**Source:**
>> Begin

RustCrypto/block-ciphers

AES implementation should be chosen at runtime rather than compile time

upsuper opened this issue · 36 comments

AES implementation should be chosen at runtime rather than compile time, otherwise it makes people very hard to ship products with this crate, because they cannot choose the environment a product would be run on.

Switch between implementations should be done as high-level as possible, not at the block cipher level. There is a nocapture feature for this use-case, but you will need to be sure to enable necessary target features for proper inlining.

I believe ideally we need a support for this at the language level. I've described my view here.

What I'd like in the short term:

  • On platforms that have no aesni impl, use the software fallback
  • On platforms that do (presently x86/x86_64) require the appropriate target features are enabled (i.e. +aes,+ssse3) and refuse to compile if they are not. Use runtime detection to determine if AES-NI is available, and if not, fall back to the software implementation

Why not [target_feature(enable = "aes")]

Because it silently falls back to only using the software implementation of AES. In fact, if you compiled with RUSTFLAGS=-Ctarget-feature=+aes today, that is exactly what will happen, because using aesni requires +aes,+ssse3, and +aes alone will silently fall back to aes-soft as the one and only option. It's the kind of "gotcha" users of this crate shouldn't have to worry about, and I think the best way to surface that at present is through a compile error.

I have plastered Miscreant with instructions to use RUSTFLAGS or ~/.cargo/config to enable the appropriate target features, but even then they changed, and I found myself having trouble configuring them to enable aesni and reconfiguring all of the places which were using just +aes instead of +aes,+ssse3. In absence of that, I am pretty sure nearly everyone using the aes crate is using aes-soft instead of aesni.

It would be nice if the ergonomics of target features were better, but failing that, if the aes crate silently falls back to aes-soft with no runtime AES-NI detection unless the target features are correctly configured, then nobody is going to bother to configure their builds correctly, and everything will use the software implementation. I would consider that a bad outcome, as runtime AES-NI detection is the norm for crypto libraries outside the Rust ecosystem.

kazcw commented

On platforms that do (presently x86/x86_64) require the appropriate target features are enabled (i.e. +aes,+ssse3) and refuse to compile if they are not. Use runtime detection to determine if AES-NI is available, and if not, fall back to the software implementation

I don't think that's sound. Once you enable +ssse3 for the whole crate, the compiler could choose to use ssse3 anywhere.

>> End

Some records
>> Begin

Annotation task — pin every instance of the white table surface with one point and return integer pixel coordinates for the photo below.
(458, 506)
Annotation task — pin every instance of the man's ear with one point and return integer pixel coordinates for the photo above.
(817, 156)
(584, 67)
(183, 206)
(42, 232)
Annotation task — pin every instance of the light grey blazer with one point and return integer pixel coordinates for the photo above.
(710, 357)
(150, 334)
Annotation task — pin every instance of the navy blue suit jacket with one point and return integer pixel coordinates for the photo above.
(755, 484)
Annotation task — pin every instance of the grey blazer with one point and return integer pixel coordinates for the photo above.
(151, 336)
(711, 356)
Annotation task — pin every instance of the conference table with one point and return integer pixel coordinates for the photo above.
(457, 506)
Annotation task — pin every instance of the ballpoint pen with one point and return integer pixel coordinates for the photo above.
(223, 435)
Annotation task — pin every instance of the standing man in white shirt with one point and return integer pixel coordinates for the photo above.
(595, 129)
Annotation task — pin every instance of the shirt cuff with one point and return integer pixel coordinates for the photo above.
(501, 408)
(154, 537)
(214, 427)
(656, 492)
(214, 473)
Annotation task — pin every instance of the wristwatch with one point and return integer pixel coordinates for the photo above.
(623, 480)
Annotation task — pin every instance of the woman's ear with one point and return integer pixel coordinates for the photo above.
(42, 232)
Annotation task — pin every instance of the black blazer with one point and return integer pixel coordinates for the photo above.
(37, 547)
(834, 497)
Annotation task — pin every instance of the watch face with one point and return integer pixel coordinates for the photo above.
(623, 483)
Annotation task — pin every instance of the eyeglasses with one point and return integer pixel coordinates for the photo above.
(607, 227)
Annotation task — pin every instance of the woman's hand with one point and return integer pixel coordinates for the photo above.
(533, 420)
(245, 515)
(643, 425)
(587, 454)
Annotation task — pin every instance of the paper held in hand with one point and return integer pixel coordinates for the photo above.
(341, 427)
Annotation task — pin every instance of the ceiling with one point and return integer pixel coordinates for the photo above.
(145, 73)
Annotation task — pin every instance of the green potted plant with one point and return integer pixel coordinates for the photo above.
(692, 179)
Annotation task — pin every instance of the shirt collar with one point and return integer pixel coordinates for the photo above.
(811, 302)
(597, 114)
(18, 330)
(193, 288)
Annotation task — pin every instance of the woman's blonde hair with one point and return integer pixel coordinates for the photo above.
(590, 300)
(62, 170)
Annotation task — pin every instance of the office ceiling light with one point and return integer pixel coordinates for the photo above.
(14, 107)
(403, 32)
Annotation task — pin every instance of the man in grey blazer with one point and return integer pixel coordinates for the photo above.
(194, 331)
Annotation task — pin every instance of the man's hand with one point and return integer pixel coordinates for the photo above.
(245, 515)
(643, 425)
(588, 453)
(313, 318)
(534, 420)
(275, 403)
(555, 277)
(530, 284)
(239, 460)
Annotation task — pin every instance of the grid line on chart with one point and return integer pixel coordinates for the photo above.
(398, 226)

>> End

**Set problem 1:**
Translate this sentence from the AES thread into Spanish: "Switch between implementations should be done as high-level as possible, not at the block cipher level."
**Set problem 2:**
According to the AES thread, which target features does using aesni require?
**Set problem 3:**
Copy the passage of the AES thread starting at "I have plastered" and ending at "the Rust ecosystem.".
The records are separate material, unconnected to the thread above.

**Task solution 1:**
El cambio entre implementaciones debería hacerse al nivel más alto posible, no al nivel del cifrado por bloques.

**Task solution 2:**
It requires +aes and +ssse3.

**Task solution 3:**
I have plastered Miscreant with instructions to use RUSTFLAGS or ~/.cargo/config to enable the appropriate target features, but even then they changed, and I found myself having trouble configuring them to enable aesni and reconfiguring all of the places which were using just +aes instead of +aes,+ssse3. In absence of that, I am pretty sure nearly everyone using the aes crate is using aes-soft instead of aesni.

It would be nice if the ergonomics of target features were better, but failing that, if the aes crate silently falls back to aes-soft with no runtime AES-NI detection unless the target features are correctly configured, then nobody is going to bother to configure their builds correctly, and everything will use the software implementation. I would consider that a bad outcome, as runtime AES-NI detection is the norm for crypto libraries outside the Rust ecosystem.